> **REQUIREMENT**
Transcribe exactly the lines from the one holding "of the sleeve" to the end of the data below, including both of those lines and no others.

> **EXERCISE INPUTS**

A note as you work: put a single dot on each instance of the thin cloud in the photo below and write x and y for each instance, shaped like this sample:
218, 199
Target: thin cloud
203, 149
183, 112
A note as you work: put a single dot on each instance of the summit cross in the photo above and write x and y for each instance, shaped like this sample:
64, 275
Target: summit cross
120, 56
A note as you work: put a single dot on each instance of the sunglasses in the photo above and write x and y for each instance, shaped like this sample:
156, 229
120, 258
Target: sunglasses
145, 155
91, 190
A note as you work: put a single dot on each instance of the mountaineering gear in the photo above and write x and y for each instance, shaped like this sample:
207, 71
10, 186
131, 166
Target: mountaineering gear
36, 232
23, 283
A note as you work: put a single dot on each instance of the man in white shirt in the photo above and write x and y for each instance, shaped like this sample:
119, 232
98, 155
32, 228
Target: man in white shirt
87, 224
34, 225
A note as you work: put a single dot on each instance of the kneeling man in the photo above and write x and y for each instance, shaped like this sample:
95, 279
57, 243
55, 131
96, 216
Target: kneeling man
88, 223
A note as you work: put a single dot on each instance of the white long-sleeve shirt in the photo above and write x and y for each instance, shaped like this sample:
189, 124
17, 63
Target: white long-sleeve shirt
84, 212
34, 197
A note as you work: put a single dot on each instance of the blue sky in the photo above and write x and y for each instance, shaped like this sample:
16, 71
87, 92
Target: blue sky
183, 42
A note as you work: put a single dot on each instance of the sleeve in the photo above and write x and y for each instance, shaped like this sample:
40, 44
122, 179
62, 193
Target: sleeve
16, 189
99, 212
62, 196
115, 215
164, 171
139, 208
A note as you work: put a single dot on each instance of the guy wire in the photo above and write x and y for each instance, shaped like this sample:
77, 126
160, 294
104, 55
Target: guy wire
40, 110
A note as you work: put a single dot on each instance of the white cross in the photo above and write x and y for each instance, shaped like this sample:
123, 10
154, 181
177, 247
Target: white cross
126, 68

> **OUTPUT OF THE TASK**
A note as you work: put a single dot on each instance of the sleeve in the photo above and write x and y for each instance, shaped like this sample:
40, 44
122, 179
62, 193
Target: sleeve
16, 189
99, 212
62, 196
115, 215
164, 171
139, 208
A note as you work: put a single dot on each instance of the guy wire in the photo above and write x and y for each instance, shaped like this sample:
77, 126
160, 294
104, 55
Target: guy wire
40, 110
A note as you work: put a single dot on each instance of the white cross in the photo above and write x and y for each instance, shaped like this sample:
123, 10
154, 181
177, 247
Target: white cross
126, 68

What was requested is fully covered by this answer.